GOAL
Copy the lines below word for word, but leave out the pictures.

___ EXCERPTED RECORDS ___

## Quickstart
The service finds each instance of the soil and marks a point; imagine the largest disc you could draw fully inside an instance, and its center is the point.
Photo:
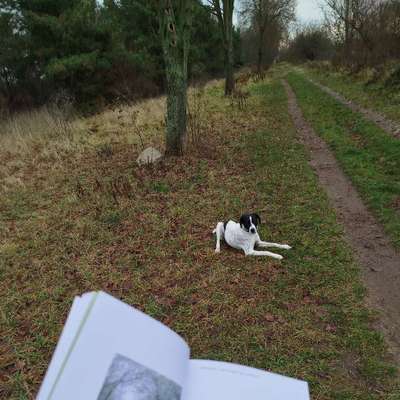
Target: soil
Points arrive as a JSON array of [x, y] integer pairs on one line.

___

TASK RESPONSE
## Quickstart
The service finds each instance of the soil and marks a point; imagine the largest disc you could draw fully inside an instance, and its center is the point.
Photo:
Target: soil
Points arrive as a JSON array of [x, y] integer pairs on one line.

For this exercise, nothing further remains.